Compito a: Nel brano sul film Terminator: Destino Oscuro qui sotto, riscrivi la parte da "Unite dal destino, le" fino a "soggetto e co-produttore." incluso, cambiando "Texas" con "Nevada".

■ ■ ■ ■ ■

Unite dal destino, le due donne lottano nel presente per proteggere il futuro capo della resistenza contro l’Intelligenza Artificiale Skynet. Al di là del muro e decise a sbarcare in Texas per recuperare l’unica arma che possa fermare un Rev-9, chiedono aiuto a un vecchio amico: un T-800 (Arnold Schwarzenegger) che integra il team femminile e le dà ancora di santa ragione…
Collocato ventisette anni dopo la distruzione della Cyberdyne Sistems, Terminator: Destino Oscuro, com’è noto, si ricollega direttamente a Terminator (1984) e Terminator 2 – Il giorno del giudizio (1991), sgombrando la strada dal proseguo del franchise, dai risultati quasi sempre controproducenti, e risalendo la corrente per attingere alla sorgente dell’ispirazione primaria di James Cameron, richiamato in gioco come co-autore del soggetto e co-produttore.

■ ■ ■ ■ ■

Compito b: Riporta ogni riga delle voci qui sotto in cui compare la parola "party".

Voci estratte:
■ ■ ■ ■ ■

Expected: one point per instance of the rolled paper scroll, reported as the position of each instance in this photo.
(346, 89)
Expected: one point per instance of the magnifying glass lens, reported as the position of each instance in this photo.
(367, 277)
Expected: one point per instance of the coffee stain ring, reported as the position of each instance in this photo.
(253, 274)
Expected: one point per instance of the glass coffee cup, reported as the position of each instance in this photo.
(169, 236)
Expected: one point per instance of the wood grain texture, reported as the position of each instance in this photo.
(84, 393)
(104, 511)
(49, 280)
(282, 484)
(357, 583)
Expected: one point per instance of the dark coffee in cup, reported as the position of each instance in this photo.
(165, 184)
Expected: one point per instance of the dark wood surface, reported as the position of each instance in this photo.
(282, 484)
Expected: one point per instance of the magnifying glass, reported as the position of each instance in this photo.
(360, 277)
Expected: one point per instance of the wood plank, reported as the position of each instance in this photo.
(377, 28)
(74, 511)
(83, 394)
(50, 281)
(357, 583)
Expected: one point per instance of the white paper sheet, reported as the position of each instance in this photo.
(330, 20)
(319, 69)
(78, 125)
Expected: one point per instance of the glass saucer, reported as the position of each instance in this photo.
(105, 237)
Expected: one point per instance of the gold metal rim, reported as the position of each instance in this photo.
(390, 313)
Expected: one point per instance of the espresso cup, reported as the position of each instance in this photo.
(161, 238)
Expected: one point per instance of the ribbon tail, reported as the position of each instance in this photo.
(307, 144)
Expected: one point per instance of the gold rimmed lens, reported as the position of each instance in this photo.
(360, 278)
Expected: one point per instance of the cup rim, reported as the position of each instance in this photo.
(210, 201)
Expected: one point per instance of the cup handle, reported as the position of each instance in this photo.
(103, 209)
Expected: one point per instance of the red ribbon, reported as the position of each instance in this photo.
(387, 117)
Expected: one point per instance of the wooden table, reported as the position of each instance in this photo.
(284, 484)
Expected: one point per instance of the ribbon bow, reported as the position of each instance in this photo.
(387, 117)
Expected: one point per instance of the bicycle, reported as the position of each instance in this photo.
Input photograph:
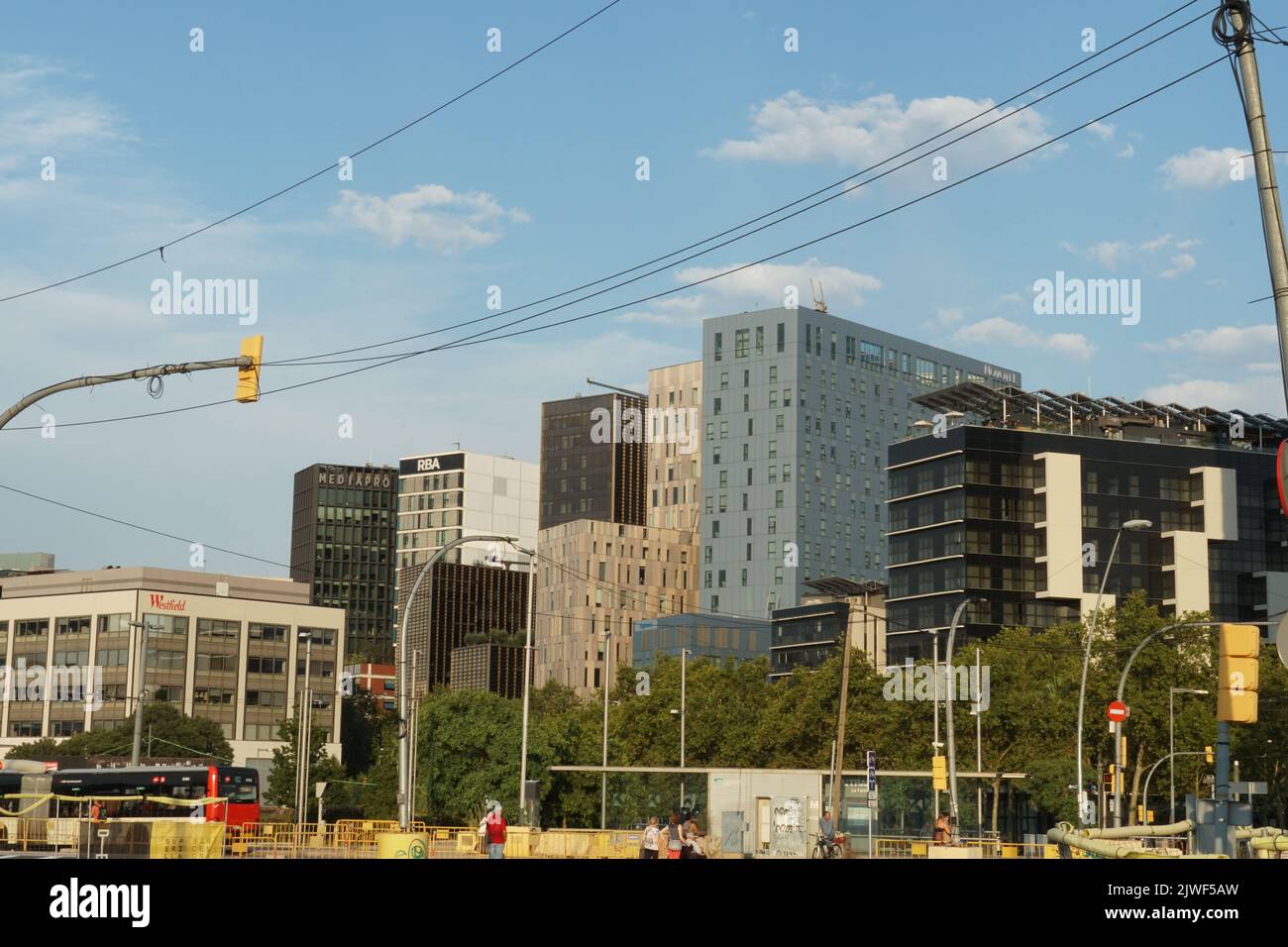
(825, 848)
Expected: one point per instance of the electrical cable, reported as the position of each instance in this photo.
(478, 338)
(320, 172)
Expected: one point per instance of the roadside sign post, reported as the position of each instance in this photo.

■ ■ ■ ■ ■

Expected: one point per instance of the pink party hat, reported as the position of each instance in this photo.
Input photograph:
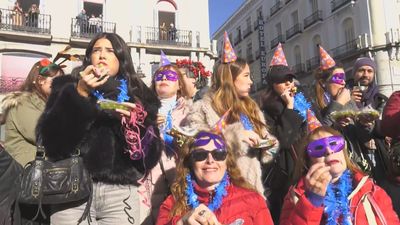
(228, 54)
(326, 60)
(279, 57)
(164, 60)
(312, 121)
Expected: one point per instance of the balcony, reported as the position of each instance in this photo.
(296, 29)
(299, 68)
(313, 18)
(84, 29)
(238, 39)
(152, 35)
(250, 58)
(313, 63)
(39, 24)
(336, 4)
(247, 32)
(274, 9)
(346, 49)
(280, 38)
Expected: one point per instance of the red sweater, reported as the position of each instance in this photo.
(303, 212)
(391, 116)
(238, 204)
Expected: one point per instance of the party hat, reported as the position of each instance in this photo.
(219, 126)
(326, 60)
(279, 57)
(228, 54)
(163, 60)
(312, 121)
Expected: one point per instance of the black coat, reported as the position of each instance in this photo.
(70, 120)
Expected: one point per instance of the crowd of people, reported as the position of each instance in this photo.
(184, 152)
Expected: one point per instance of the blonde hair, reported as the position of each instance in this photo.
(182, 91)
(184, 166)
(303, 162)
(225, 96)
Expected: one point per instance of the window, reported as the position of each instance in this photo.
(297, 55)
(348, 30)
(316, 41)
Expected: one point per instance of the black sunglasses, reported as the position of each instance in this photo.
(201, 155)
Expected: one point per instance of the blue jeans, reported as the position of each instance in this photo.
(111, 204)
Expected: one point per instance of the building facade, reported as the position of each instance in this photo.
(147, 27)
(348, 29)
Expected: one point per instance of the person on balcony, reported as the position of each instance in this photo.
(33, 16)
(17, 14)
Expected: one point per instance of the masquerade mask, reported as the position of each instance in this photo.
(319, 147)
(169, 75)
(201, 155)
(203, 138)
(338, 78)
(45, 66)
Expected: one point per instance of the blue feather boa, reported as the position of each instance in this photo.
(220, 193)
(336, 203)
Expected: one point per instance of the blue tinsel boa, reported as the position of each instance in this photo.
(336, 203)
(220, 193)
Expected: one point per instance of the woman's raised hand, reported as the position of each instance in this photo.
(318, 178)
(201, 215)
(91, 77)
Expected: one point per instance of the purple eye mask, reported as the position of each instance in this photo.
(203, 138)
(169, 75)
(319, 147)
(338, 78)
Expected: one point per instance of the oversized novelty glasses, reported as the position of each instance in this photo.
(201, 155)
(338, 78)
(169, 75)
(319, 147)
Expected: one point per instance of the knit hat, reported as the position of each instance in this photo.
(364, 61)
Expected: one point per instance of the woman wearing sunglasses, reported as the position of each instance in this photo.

■ ■ ■ ■ ■

Risposta scritta a:
Unite dal destino, le due donne lottano nel presente per proteggere il futuro capo della resistenza contro l’Intelligenza Artificiale Skynet. Al di là del muro e decise a sbarcare in Nevada per recuperare l’unica arma che possa fermare un Rev-9, chiedono aiuto a un vecchio amico: un T-800 (Arnold Schwarzenegger) che integra il team femminile e le dà ancora di santa ragione…
Collocato ventisette anni dopo la distruzione della Cyberdyne Sistems, Terminator: Destino Oscuro, com’è noto, si ricollega direttamente a Terminator (1984) e Terminator 2 – Il giorno del giudizio (1991), sgombrando la strada dal proseguo del franchise, dai risultati quasi sempre controproducenti, e risalendo la corrente per attingere alla sorgente dell’ispirazione primaria di James Cameron, richiamato in gioco come co-autore del soggetto e co-produttore.

Risposta scritta b:
Expected: one point per instance of the pink party hat, reported as the position of each instance in this photo.
Expected: one point per instance of the party hat, reported as the position of each instance in this photo.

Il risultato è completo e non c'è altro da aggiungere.